=== Required work ===
Gather each line of the records where "hedge" appears.

=== Task input ===
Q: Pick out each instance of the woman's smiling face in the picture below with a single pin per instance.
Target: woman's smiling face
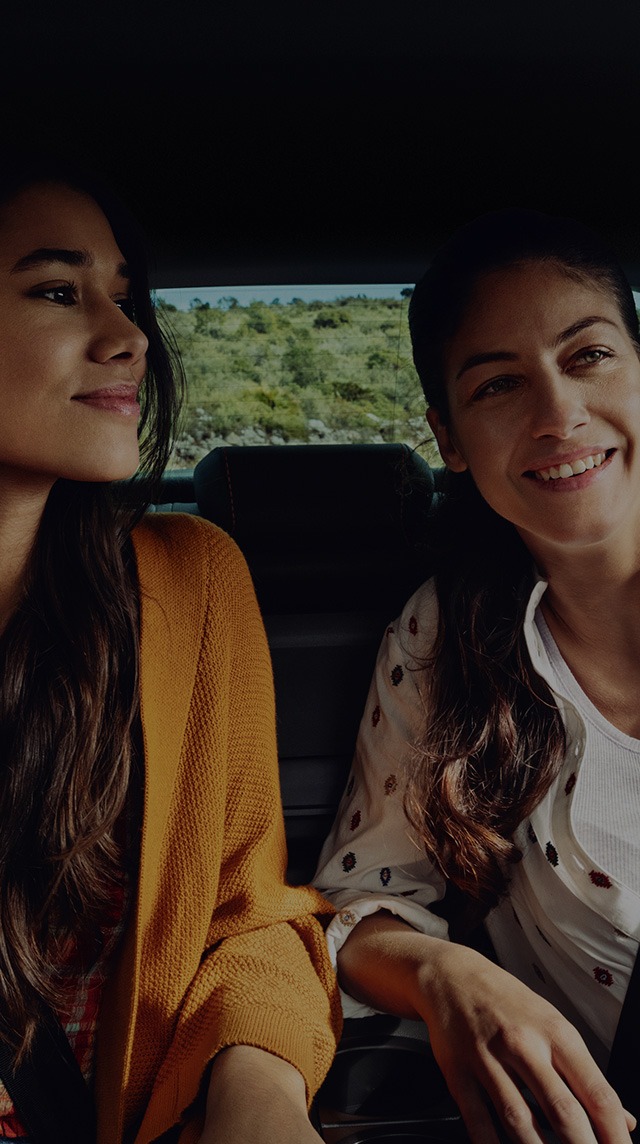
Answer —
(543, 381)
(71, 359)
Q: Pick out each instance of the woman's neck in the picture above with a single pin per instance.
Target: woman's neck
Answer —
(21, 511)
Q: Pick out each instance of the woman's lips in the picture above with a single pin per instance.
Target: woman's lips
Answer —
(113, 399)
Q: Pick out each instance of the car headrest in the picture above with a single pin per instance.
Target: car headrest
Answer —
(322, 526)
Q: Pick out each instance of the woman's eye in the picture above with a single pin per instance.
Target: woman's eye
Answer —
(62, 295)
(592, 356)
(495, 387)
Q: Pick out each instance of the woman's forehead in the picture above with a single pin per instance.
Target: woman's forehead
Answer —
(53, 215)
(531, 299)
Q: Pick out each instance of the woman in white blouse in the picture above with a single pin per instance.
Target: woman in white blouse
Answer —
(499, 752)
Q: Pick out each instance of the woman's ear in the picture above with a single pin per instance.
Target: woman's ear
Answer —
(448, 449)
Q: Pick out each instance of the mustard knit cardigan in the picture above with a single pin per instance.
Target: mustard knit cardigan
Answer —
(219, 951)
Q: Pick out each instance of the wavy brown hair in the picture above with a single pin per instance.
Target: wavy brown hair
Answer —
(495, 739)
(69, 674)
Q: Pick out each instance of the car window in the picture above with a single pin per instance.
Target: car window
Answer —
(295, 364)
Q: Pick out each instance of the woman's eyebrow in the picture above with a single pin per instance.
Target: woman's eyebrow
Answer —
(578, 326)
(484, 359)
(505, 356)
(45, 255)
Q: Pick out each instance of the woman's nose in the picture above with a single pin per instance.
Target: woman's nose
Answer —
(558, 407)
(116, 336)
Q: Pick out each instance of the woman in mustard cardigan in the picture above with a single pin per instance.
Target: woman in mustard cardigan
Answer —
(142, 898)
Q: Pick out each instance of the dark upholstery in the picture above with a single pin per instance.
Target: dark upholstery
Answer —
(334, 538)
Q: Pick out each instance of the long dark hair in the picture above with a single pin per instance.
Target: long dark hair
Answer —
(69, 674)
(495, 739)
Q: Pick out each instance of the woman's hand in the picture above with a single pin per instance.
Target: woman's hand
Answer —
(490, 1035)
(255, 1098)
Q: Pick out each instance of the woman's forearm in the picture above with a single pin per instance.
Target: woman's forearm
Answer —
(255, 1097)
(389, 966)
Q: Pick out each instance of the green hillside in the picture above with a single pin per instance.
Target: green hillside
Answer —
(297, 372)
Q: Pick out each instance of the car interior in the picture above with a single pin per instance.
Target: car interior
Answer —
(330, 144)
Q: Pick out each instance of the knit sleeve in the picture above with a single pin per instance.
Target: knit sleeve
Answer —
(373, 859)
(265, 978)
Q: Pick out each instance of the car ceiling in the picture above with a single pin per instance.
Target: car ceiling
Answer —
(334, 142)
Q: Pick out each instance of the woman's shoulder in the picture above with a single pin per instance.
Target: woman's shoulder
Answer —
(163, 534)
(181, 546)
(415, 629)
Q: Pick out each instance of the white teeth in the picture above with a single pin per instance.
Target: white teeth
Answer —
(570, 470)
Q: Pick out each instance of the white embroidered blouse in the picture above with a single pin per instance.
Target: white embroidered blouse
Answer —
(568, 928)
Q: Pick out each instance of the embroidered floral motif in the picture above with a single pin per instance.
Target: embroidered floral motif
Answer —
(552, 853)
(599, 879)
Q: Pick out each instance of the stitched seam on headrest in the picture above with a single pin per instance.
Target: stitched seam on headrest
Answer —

==

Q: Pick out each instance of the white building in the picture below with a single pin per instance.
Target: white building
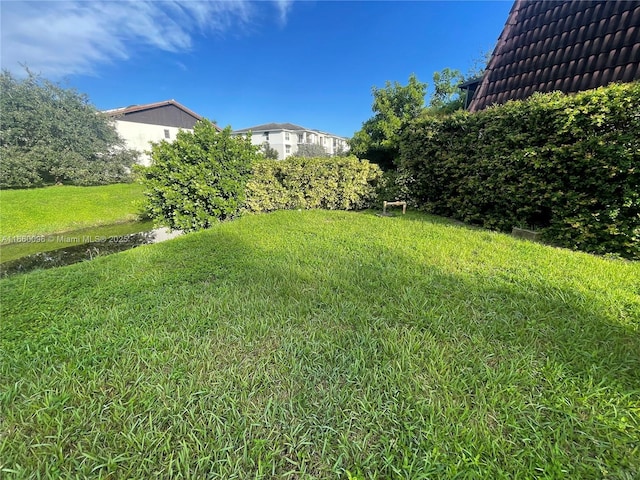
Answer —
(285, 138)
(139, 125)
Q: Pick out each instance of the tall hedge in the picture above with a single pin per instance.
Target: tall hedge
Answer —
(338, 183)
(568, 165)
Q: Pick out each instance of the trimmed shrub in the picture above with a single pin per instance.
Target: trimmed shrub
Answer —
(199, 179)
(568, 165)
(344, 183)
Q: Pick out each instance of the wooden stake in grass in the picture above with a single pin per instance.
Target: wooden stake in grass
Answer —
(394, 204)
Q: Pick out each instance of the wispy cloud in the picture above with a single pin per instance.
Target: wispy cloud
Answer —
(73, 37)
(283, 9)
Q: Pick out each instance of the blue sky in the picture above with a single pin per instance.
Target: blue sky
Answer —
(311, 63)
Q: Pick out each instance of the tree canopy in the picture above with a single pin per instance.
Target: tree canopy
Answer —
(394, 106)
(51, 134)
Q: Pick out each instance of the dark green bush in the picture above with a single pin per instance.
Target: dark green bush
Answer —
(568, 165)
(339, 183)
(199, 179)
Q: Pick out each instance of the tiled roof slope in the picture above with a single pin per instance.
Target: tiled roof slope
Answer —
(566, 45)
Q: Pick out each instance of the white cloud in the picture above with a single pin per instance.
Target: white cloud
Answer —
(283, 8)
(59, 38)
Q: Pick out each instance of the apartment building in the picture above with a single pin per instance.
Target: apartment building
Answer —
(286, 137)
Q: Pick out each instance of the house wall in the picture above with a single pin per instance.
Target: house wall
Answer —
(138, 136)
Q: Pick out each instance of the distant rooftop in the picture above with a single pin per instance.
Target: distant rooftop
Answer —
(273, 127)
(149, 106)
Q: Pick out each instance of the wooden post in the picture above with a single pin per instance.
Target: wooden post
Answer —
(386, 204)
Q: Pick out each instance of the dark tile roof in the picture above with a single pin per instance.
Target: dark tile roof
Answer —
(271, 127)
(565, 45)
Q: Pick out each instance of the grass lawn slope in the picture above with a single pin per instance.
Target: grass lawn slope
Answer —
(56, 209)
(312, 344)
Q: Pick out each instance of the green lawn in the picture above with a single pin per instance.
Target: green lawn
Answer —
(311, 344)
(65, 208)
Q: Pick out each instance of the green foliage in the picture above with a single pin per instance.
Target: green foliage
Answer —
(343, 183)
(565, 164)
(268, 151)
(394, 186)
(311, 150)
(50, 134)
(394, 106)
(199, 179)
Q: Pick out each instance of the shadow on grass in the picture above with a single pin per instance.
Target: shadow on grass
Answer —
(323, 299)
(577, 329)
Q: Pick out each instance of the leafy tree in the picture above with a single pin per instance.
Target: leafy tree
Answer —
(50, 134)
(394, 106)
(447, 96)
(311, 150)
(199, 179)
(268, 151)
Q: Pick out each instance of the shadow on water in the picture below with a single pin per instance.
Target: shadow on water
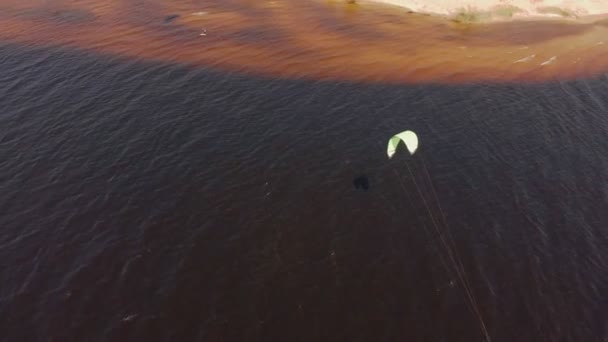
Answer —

=== Solution to this problem ===
Q: Pick out each instance of the tall hedge in the picture above with a single pin per instance.
Target: tall hedge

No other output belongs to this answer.